EXERCISE INSTRUCTIONS. Copy out the data exactly, from the line that contains "Q: Find the cloud" through the line that contains "[[0, 175, 113, 215]]", and nothing else.

SOURCE MATERIAL.
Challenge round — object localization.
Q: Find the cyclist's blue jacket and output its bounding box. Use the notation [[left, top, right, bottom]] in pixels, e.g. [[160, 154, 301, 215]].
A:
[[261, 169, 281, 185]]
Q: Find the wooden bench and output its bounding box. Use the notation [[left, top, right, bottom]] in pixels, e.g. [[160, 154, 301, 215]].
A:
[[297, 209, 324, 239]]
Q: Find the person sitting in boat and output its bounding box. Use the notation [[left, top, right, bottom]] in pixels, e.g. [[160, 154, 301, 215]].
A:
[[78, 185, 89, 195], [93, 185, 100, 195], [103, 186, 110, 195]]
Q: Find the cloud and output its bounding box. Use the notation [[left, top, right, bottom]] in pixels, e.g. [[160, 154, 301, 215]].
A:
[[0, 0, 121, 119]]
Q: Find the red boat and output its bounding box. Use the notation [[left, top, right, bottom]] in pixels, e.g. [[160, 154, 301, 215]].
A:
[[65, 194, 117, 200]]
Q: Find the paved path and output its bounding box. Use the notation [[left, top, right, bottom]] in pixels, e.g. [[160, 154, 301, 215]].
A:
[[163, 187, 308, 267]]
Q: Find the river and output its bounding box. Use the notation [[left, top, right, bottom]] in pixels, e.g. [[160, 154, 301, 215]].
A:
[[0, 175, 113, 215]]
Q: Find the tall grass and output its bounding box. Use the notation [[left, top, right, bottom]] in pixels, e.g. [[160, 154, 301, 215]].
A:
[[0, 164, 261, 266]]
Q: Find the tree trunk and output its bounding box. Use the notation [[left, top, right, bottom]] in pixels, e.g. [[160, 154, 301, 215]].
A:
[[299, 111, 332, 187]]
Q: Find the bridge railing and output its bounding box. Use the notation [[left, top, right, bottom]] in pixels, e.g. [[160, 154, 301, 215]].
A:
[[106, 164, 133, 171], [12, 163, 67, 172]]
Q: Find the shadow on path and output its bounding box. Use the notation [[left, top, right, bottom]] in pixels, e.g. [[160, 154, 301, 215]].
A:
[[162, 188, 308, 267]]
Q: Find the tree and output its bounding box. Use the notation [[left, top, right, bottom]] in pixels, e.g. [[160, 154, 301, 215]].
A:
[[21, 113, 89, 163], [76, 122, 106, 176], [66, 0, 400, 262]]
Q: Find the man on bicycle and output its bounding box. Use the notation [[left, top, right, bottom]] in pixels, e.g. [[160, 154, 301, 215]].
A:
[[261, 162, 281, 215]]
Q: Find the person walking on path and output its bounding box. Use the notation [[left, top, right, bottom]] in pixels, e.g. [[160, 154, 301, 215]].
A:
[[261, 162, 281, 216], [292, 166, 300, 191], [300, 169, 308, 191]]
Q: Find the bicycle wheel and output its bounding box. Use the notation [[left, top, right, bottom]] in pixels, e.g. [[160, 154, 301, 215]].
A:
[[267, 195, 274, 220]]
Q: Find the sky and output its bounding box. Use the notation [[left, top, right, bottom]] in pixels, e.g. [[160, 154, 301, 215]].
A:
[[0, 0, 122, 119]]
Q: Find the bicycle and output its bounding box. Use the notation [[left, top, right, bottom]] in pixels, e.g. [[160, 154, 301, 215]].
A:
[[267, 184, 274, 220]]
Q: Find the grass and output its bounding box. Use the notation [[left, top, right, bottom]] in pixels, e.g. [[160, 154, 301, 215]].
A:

ANSWER.
Q: Find the cloud and output its bounding box. Use the notation [[left, top, right, bottom]] in pixels, e.g. [[160, 154, 301, 215]].
A:
[[0, 0, 121, 119]]
Q: Find the red boat and output its bounding box. Use the notation [[left, top, right, bottom]] in pixels, e.g. [[160, 154, 301, 215]].
A:
[[65, 194, 117, 200]]
Q: Find the paved path and output its bounding box. Use the notation [[left, top, right, bottom]] in pixels, e.g. [[160, 154, 301, 215]].
A:
[[163, 187, 308, 267]]
Q: Find the river and output its bounding box. Use the notation [[left, top, right, bottom]] in pixels, e.g. [[160, 154, 301, 215]].
A:
[[0, 175, 113, 215]]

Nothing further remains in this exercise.